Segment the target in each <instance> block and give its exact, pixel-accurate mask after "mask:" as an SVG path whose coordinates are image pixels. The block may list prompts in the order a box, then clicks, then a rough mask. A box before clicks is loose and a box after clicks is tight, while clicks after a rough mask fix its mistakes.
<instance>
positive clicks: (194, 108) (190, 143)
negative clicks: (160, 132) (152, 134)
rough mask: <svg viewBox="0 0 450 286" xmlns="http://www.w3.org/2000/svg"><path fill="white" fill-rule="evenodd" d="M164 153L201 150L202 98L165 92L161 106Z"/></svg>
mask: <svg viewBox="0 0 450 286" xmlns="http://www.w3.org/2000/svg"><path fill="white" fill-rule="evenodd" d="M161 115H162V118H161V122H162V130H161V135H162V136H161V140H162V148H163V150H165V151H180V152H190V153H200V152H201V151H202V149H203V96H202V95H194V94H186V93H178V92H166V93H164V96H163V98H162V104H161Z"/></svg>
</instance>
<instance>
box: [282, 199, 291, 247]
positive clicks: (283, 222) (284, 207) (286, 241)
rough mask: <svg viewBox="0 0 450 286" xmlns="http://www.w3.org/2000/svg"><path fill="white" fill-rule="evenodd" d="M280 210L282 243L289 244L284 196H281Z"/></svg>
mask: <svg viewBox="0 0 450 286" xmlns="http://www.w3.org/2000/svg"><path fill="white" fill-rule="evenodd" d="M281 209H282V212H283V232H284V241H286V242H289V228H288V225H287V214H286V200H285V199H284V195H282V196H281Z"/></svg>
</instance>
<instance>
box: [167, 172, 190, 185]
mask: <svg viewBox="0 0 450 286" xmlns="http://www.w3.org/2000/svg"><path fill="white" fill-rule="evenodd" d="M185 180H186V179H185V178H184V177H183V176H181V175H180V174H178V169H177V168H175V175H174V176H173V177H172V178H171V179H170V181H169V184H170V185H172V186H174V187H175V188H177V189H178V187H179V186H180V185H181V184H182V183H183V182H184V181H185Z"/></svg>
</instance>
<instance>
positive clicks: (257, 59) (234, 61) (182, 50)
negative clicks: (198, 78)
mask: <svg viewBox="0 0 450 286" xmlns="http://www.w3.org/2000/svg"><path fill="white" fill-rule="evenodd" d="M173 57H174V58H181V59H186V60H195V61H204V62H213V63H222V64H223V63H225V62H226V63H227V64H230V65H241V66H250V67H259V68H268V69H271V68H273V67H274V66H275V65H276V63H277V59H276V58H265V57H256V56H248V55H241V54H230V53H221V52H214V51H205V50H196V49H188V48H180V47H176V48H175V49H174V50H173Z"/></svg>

━━━━━━━━

Down to the final line, write out all of the material exactly.

Segment the target in each <instance> block and give its exact, pixel-accurate mask after "mask:" as an SVG path whose coordinates are image pixels. The block may list prompts in the order a box, then clicks, then a rough mask. A box before clicks is loose and a box after clicks is tight, while clicks after a rough mask fix its mistakes.
<instance>
positive clicks: (194, 108) (190, 143)
negative clicks: (160, 132) (152, 134)
rough mask: <svg viewBox="0 0 450 286" xmlns="http://www.w3.org/2000/svg"><path fill="white" fill-rule="evenodd" d="M164 153L201 150L202 98L165 92L161 106Z"/></svg>
mask: <svg viewBox="0 0 450 286" xmlns="http://www.w3.org/2000/svg"><path fill="white" fill-rule="evenodd" d="M161 115H162V118H161V122H162V130H161V135H162V136H161V140H162V148H163V150H165V151H180V152H190V153H200V152H201V151H202V149H203V96H202V95H194V94H186V93H178V92H166V93H164V96H163V98H162V104H161Z"/></svg>
</instance>
<instance>
box: [282, 199, 291, 247]
positive clicks: (283, 222) (284, 207) (286, 241)
rough mask: <svg viewBox="0 0 450 286" xmlns="http://www.w3.org/2000/svg"><path fill="white" fill-rule="evenodd" d="M280 210L282 243L289 244L284 196H281Z"/></svg>
mask: <svg viewBox="0 0 450 286" xmlns="http://www.w3.org/2000/svg"><path fill="white" fill-rule="evenodd" d="M281 209H282V212H283V232H284V241H286V242H289V228H288V225H287V214H286V200H285V199H284V195H282V196H281Z"/></svg>
</instance>
<instance>
box: [167, 172, 190, 185]
mask: <svg viewBox="0 0 450 286" xmlns="http://www.w3.org/2000/svg"><path fill="white" fill-rule="evenodd" d="M185 180H186V179H185V178H184V177H183V176H181V175H180V174H178V169H177V168H175V175H174V176H173V177H172V178H171V179H170V181H169V184H170V185H172V186H174V187H175V188H177V189H178V187H179V186H180V185H181V184H182V183H183V182H184V181H185Z"/></svg>
</instance>
<instance>
positive clicks: (257, 59) (234, 61) (182, 50)
negative clicks: (198, 78)
mask: <svg viewBox="0 0 450 286" xmlns="http://www.w3.org/2000/svg"><path fill="white" fill-rule="evenodd" d="M173 57H174V58H181V59H186V60H195V61H204V62H213V63H222V64H223V63H225V62H226V63H227V64H230V65H241V66H250V67H259V68H268V69H271V68H273V67H274V66H275V65H276V63H277V59H276V58H265V57H256V56H248V55H241V54H230V53H221V52H214V51H205V50H196V49H188V48H180V47H176V48H175V49H174V50H173Z"/></svg>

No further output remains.